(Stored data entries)

=== Section Start ===

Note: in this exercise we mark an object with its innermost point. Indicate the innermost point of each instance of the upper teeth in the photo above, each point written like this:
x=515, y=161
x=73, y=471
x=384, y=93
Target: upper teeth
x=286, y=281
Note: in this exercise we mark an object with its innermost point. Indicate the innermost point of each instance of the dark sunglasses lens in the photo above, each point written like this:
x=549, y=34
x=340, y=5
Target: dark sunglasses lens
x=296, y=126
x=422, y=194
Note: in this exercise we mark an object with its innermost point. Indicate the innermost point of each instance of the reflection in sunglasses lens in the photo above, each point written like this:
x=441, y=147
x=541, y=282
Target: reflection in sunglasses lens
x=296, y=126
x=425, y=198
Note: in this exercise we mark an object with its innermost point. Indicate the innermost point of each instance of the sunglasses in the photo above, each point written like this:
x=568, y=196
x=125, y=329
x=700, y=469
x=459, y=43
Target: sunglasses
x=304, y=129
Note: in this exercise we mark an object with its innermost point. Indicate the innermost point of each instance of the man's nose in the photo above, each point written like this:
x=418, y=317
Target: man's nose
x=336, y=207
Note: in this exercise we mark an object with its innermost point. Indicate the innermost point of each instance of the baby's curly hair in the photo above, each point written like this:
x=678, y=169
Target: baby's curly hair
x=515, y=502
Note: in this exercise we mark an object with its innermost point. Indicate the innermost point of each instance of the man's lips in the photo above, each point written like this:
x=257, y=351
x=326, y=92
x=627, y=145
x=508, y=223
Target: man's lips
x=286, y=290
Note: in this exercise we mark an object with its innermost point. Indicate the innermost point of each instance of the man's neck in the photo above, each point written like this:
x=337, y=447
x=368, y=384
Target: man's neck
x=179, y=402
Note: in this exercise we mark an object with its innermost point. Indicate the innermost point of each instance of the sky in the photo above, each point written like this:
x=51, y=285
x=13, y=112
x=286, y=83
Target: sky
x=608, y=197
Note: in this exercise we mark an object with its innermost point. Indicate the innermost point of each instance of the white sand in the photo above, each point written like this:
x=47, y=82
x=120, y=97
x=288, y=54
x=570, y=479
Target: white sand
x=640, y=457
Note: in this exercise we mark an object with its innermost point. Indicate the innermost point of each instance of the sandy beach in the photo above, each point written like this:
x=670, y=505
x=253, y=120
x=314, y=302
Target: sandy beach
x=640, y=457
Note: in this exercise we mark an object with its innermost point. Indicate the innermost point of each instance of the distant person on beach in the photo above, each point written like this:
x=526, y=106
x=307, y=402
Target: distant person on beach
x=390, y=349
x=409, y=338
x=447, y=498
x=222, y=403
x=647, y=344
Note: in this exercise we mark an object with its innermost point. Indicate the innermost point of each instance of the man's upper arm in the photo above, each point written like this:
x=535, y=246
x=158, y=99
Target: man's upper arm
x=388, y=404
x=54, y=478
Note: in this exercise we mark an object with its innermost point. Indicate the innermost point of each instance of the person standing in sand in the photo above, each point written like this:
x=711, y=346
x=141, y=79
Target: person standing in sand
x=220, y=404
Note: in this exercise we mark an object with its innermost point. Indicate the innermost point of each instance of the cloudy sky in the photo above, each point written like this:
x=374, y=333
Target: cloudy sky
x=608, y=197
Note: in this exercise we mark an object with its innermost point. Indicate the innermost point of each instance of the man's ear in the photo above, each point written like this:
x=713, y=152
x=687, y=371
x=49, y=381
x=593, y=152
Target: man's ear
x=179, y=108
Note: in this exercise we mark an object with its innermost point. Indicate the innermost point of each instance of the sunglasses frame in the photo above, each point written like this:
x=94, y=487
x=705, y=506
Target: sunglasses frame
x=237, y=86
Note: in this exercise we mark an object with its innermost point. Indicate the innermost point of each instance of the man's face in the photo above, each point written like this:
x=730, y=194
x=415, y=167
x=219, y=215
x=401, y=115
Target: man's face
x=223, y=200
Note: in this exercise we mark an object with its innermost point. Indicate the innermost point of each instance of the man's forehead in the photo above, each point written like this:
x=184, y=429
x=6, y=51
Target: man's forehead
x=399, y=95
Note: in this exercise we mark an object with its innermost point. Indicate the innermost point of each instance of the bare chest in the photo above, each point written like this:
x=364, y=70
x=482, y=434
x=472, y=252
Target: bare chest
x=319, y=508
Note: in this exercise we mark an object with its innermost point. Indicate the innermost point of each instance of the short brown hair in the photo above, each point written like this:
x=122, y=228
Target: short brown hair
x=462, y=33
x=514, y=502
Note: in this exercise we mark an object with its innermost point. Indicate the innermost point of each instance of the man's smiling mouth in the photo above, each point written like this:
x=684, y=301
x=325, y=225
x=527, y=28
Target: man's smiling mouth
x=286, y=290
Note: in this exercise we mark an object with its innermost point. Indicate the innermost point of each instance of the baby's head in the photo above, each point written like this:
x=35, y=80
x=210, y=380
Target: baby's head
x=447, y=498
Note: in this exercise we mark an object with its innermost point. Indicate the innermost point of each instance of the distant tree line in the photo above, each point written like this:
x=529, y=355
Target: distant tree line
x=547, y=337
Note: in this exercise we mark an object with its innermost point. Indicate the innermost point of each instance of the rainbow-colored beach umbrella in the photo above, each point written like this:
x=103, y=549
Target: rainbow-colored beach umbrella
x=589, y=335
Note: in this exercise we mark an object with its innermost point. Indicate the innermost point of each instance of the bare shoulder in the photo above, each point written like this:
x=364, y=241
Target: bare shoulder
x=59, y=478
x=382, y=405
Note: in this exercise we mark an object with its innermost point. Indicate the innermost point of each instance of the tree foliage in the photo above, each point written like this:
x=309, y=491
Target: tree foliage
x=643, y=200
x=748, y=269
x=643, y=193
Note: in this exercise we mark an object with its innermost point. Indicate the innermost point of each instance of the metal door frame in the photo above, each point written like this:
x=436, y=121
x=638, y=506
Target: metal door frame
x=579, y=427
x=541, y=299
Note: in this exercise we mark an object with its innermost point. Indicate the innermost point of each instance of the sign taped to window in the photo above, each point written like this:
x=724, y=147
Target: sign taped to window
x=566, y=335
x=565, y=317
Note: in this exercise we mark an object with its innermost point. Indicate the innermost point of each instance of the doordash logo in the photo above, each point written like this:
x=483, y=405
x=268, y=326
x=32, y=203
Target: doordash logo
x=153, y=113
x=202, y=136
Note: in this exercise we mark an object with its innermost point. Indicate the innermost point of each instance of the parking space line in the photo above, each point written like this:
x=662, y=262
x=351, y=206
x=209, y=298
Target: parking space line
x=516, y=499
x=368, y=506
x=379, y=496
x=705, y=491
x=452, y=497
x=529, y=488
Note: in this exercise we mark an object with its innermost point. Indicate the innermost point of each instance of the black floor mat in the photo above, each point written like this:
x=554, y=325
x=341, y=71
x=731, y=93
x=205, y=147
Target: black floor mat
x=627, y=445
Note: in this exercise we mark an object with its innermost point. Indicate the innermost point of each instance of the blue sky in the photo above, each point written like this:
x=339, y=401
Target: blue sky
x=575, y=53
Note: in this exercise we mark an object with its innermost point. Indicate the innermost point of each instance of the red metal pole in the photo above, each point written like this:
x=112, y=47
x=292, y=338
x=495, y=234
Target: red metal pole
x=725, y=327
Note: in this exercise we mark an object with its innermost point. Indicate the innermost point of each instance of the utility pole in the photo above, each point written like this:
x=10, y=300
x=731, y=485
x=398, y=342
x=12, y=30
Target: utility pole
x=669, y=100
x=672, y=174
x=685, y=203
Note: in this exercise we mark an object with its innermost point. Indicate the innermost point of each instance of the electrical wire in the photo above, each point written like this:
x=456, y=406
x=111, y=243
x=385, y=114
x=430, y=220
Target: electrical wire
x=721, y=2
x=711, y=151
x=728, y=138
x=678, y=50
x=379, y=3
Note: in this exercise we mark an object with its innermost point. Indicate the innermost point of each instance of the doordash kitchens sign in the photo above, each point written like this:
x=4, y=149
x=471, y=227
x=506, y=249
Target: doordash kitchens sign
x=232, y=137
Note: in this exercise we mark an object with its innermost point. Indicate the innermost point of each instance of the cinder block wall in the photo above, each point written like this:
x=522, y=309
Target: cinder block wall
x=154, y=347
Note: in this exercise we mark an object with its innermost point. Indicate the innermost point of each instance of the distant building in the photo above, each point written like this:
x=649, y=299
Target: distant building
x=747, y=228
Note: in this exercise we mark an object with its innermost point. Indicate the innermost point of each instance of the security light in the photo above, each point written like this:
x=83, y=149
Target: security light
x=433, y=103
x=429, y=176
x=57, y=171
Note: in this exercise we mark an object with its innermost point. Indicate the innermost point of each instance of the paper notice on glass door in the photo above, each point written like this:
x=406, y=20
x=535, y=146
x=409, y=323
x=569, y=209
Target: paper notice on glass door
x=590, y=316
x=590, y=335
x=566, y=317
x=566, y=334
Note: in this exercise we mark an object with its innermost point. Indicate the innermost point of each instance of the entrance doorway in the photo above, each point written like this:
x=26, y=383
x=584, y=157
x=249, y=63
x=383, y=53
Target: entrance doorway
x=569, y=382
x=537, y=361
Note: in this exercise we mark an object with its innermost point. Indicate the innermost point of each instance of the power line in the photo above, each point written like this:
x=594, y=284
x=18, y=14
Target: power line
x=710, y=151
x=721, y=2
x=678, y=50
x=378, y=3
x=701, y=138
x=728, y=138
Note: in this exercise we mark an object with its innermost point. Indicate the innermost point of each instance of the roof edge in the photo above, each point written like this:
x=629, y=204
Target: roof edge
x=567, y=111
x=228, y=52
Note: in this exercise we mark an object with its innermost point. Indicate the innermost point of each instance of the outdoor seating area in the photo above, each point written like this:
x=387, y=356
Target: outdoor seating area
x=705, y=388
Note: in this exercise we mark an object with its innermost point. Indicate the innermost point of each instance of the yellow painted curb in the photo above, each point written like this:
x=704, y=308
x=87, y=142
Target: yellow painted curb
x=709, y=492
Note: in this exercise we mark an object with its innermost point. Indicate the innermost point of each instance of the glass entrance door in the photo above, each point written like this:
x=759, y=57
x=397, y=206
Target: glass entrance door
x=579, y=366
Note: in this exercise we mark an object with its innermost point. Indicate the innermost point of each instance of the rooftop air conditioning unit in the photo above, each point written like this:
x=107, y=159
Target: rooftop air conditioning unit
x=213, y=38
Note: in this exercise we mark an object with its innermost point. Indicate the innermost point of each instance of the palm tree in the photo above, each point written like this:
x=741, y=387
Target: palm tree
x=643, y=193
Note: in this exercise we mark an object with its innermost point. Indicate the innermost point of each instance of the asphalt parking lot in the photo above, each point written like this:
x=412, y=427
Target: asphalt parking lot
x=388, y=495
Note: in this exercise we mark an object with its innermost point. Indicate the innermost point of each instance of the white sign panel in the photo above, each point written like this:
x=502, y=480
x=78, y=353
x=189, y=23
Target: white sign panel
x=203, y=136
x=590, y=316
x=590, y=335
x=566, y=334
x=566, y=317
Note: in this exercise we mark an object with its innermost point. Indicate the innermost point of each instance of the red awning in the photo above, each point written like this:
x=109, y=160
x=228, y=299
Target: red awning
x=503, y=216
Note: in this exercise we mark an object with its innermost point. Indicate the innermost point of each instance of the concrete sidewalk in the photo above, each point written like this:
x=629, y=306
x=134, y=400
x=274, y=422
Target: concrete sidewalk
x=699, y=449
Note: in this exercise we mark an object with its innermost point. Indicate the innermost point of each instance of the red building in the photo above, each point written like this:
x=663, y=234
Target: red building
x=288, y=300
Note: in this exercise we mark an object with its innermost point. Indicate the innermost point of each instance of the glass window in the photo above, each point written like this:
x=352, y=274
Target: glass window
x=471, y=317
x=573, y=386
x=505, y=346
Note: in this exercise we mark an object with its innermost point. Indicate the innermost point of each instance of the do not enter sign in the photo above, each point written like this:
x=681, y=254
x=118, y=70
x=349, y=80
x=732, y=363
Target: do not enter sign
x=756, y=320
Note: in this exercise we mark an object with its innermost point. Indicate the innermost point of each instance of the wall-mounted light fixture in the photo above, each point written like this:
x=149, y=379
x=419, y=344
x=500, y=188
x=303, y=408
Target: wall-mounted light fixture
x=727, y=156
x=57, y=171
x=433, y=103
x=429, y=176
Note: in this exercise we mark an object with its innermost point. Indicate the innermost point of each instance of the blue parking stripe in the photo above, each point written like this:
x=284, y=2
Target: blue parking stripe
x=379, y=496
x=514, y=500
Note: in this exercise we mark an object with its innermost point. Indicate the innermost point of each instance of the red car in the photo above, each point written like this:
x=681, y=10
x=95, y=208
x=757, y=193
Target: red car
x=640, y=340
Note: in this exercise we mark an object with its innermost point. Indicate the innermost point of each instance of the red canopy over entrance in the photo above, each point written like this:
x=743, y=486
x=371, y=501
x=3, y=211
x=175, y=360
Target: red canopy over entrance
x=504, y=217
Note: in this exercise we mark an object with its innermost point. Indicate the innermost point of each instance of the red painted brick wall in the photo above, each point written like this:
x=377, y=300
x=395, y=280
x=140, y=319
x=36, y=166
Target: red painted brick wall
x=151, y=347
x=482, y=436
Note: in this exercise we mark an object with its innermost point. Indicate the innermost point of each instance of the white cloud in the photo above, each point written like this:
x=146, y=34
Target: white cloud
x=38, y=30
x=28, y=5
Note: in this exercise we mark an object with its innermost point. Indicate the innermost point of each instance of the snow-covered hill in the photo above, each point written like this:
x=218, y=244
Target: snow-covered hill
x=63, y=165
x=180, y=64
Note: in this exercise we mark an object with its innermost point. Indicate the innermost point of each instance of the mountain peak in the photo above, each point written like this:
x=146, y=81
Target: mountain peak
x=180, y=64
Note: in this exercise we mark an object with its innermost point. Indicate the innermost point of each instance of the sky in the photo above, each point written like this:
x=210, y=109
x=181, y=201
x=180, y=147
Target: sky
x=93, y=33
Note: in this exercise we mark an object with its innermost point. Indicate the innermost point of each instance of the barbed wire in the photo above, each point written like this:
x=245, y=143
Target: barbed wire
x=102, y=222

=== Section End ===

> _Work to be completed_
Look through the data above and return exactly the lines from the one that contains "x=109, y=160" to the one that contains "x=681, y=254", inclusive, with nothing else.

> _Expected answer_
x=109, y=160
x=228, y=299
Target: red awning
x=503, y=216
Note: in this exercise we mark an object with its innermost point. Indicate the innermost point of each instance of the concrete sidewalk in the photo above, each point written like this:
x=629, y=306
x=134, y=400
x=274, y=422
Target: concrete sidewalk
x=699, y=449
Note: in this exercise we mark an object with its innermost point. Indicate the innermost point of each instance of the red building in the photo above, each point written like this:
x=663, y=234
Target: red building
x=288, y=300
Note: in this exercise we mark an object with its innermost point. Indicate the innermost point of each instance of the glass window in the photo above, each point written like this:
x=352, y=274
Target: glass window
x=471, y=317
x=573, y=386
x=505, y=346
Note: in this exercise we mark an object with its innermost point. Indicate the innermost point of each instance of the do not enter sign in the photo above, each point written like this:
x=681, y=254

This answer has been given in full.